=== TEXT EXTRACT ===

Hi,
Sure - sorry, my description was a little .. basic.
So, I have a client who was having problems with machines hanging in
the field. Very rare, associated with a h/w change that introduced
more cores. Kernel dumps implied that the timer list was getting
corrupted.
This configuration of machine is an SBC on a board which communicates
with the SBC (partly) via a USB CDC device, which pops up as
/dev/ttyACM0.
So one of the things we turned on was CONFIG_DEBUG_KOBJECT_RELEASE.
One of the side-effects of this is to delay kobject destruction.
When we did that, we could reproduce the crash by performing a
USB reset on the CDC device - and logs suggest that this was
happening in the field too.
When the USB reset happens, we get a bunch of complaints from the
kernel.
Some of these are to do with races on the kobjects associated with the
sysfs entries for the ttyACM0 device. They turn out not to be fatal,
and have their own patch series ('Attempt to cope with device changes
and delayed kobject deallocation' on linux-kernel).

=== GIVEN INFORMATION ===

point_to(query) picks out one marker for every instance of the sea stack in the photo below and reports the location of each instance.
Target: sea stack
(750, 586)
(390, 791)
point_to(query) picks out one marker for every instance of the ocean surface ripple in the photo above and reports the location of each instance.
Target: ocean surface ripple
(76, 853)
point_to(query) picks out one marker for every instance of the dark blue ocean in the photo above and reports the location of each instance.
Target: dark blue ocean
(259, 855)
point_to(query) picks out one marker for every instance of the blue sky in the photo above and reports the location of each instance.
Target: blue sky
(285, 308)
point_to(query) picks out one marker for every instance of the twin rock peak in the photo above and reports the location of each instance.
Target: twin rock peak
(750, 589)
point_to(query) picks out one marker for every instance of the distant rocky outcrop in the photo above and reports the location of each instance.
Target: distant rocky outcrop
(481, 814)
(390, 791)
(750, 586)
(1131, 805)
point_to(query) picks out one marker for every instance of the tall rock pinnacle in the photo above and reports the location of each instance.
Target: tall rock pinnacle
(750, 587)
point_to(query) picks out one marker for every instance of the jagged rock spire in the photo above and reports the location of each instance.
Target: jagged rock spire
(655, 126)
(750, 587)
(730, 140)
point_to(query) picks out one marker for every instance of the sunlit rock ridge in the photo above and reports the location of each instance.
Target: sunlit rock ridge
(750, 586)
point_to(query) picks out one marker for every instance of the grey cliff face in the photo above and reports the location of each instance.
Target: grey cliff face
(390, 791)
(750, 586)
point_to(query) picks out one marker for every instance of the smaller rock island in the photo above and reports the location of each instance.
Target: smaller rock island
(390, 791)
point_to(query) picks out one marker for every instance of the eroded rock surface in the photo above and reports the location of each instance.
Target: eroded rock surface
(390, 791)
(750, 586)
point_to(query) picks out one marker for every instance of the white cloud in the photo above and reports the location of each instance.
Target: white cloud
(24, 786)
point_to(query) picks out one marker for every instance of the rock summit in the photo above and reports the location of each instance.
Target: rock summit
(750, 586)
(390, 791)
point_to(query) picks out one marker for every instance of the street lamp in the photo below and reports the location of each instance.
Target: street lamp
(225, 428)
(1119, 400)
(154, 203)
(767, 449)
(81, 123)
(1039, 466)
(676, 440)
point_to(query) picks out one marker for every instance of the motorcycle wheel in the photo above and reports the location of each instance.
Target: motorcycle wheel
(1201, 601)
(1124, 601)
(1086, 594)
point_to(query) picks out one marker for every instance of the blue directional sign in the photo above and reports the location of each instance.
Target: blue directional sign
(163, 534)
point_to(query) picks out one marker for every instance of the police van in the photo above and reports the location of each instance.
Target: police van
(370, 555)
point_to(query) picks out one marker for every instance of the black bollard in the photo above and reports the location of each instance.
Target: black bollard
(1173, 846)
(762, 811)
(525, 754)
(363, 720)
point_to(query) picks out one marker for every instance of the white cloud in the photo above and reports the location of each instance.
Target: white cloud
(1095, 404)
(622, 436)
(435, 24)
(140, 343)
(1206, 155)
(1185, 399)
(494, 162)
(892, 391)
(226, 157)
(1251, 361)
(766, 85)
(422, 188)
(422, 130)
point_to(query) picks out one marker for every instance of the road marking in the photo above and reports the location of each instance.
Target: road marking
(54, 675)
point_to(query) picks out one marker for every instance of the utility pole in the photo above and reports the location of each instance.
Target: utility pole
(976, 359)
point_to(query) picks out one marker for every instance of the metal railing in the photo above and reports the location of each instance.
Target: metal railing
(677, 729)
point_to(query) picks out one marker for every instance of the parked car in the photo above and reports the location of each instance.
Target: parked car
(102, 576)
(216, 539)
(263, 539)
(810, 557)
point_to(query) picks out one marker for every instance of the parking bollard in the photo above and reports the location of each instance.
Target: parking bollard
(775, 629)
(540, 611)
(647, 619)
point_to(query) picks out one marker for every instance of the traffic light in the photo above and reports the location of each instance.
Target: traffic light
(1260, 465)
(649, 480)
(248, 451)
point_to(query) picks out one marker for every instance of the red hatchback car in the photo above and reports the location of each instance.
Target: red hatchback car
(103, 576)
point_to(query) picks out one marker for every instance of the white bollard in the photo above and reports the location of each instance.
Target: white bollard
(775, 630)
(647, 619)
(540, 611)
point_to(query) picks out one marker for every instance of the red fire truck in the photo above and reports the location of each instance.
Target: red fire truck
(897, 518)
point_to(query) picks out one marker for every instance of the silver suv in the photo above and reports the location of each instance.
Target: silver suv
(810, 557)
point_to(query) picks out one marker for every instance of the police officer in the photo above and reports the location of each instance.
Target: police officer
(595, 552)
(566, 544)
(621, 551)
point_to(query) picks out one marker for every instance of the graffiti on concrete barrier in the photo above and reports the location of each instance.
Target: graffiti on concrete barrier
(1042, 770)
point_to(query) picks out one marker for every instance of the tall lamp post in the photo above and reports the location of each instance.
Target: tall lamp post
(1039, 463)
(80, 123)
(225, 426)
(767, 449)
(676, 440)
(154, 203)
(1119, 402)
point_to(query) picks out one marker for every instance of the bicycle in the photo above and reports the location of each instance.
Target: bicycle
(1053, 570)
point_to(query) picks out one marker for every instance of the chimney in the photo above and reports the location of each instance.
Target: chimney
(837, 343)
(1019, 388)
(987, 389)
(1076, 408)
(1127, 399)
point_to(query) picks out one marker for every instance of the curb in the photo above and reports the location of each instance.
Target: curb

===

◆ **WRITTEN TASK 1**
Answer these about the kernel crash post, one line each:
(a) Which debug option was turned on?
(b) Which device node does the USB CDC device appear as?
(c) What did the kernel dumps suggest was being corrupted?
◆ **WRITTEN TASK 2**
Which abbreviations appear in the kernel crash post as standalone words written entirely in capital letters? List them all.
◆ **WRITTEN TASK 3**
Pick up the kernel crash post after its final sentence and write the paragraph that comes next.

◆ **RESULT 1**
(a) CONFIG_DEBUG_KOBJECT_RELEASE
(b) /dev/ttyACM0
(c) The timer list

◆ **RESULT 2**
SBC, USB, CDC

◆ **RESULT 3**
The fatal one turns out to be an execution path that goes like this:
1 USB device declares itself to be CDC
2 tty driver fires up and allocates a cdev for the relevant tty.
3 driver->cdevs[0].kobj gets initialised as part of the cdev_alloc()
4 USB reset happens, queueing driver->cdevs[0].kobj for release.
5 The tty driver calls cdev_init(&driver->cdevs[0]), which
reinitialises driver->cdevs[0].kobj with a refcount of 1.
6 tty driver starts using that new cdev, queueing an operation on it.
This causes a timer entry to be added including the kobj.
7 At this point, the release we scheduled in (4) happens and the
members of kobj are deallocated.
8 Someone allocates the newly released memory for one of the members of
cdriver->cdevs[0].kobj somewhere else and overwrites it.
9 The timer goes off.
10 Boom
My patch (ham-fistedly) fixes this by ensuring that because we
never reuse the cdev pointer, we are never fooled into reinitialising
a kobject queued for deletion.
I'm not all that familiar with how the locking should go here, and
there is a definite argument that under non CONFIG_DEBUG_KOBJECT_RELEASE
conditions, the kobject_release() would have happened by 5, and
therefore this situation should never exist "for real".
.. but (a) that makes it rather hard to test kernels with
CONFIG_DEBUG_KOBJECT_RELEASE, and (b) my customer's crashes have
(allegedly) now gone away even without CONFIG_DEBUG_KOBJECT_RELEASE
set.
Does that help at all? I've attached my 0/1, just in case that
got lost somewhere.
Richard.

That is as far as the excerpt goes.